Set of tasks:
(A) Using the groundwater report, explain in one to three sentences how the region's groundwater production data is tracked and how it is confirmed.
(B) Pull out every line of the records that contains the word "milk", treating uppercase and lowercase as different.

Data shows groundwater recharge in the region has declined by 1.1 MAF since 2000; storage remains at unhealthy levels
At the October meeting of Metropolitan’s Water Planning and Stewardship Committee, Senior Engineer Matt Hacker updated the committee members on regional groundwater conditions, including groundwater production, recharge, and storage conditions.
There are 88 groundwater basins and subbasins within the Metropolitan service area. Groundwater provides over 1/3rd of the region’s water supplies. 89% of the basins within the Metropolitan service area either are adjudicated or managed.
Groundwater production data is tracked annually through local resources production survey, information exchange with watermasters and member agencies, and is confirmed every 5 years through the Integrated Water Resources Plan (IRP) process.
Mr. Hacker presented a graph with precipitation data from two stations, one in the Orange County Basin and the other in the Main San Gabriel Basin. The highest precipitation was in 2005 at 35 to 40 inches; 2011 was a wetter year with just over 20 inches in rainfall; and in 2017, there was just over 20 inches.

Source records

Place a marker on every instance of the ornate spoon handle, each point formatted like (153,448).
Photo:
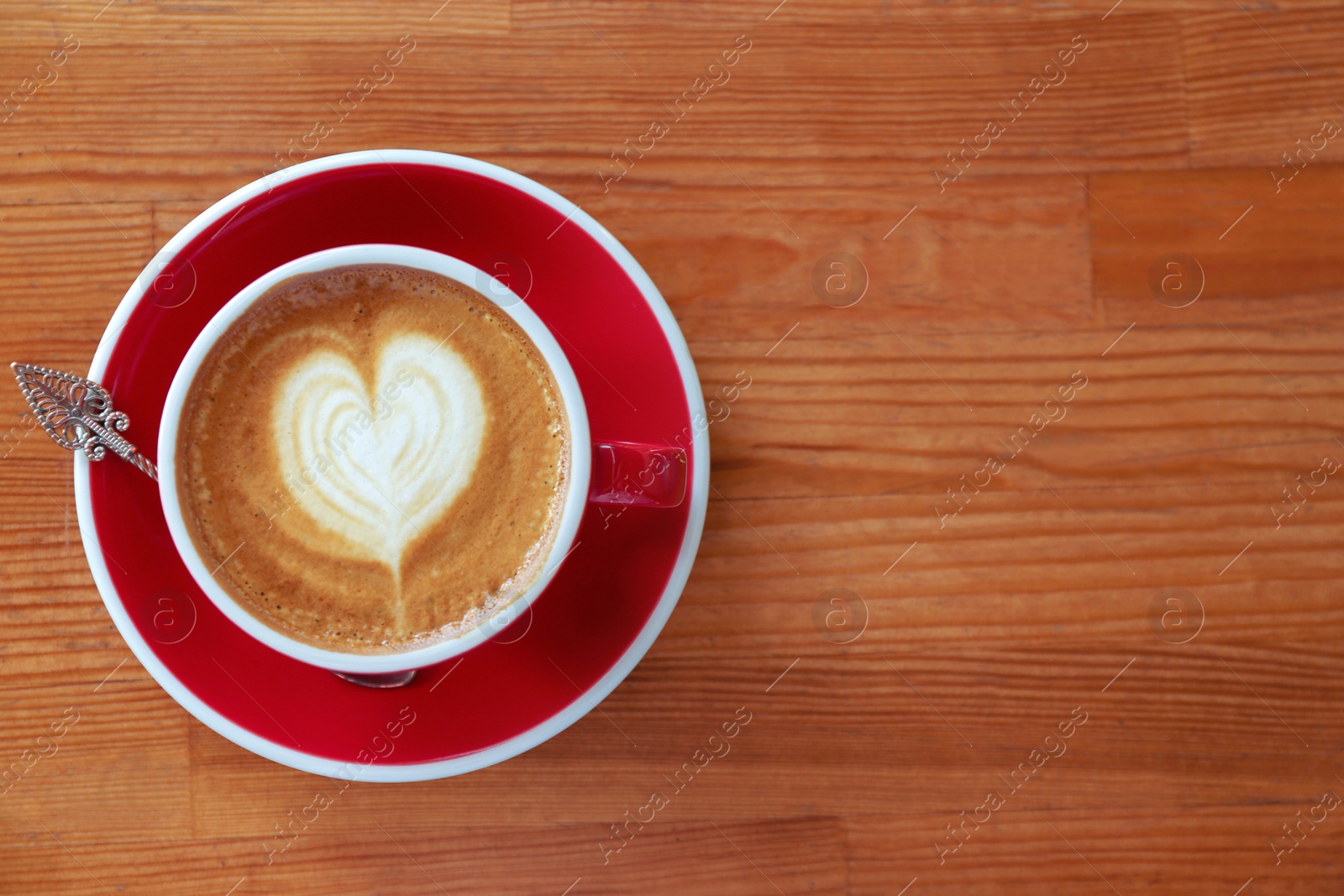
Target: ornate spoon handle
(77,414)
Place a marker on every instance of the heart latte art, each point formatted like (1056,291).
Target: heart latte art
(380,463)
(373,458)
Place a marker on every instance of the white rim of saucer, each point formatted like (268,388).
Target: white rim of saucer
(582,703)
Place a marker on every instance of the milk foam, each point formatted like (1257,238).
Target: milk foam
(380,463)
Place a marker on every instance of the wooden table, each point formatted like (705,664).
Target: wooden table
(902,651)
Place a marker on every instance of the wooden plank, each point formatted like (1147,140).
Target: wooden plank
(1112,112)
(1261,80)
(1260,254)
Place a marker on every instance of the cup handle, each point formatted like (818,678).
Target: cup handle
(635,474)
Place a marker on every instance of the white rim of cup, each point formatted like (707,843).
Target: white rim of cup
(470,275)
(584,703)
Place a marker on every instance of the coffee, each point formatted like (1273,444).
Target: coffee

Exercise results:
(A) Groundwater production data is tracked every year through a local resources production survey and through information exchanged with watermasters and member agencies. Every five years, the data is confirmed through the Integrated Water Resources Plan (IRP) process.

(B)
Place a marker on every instance of the milk foam, each point formatted like (1257,238).
Target: milk foam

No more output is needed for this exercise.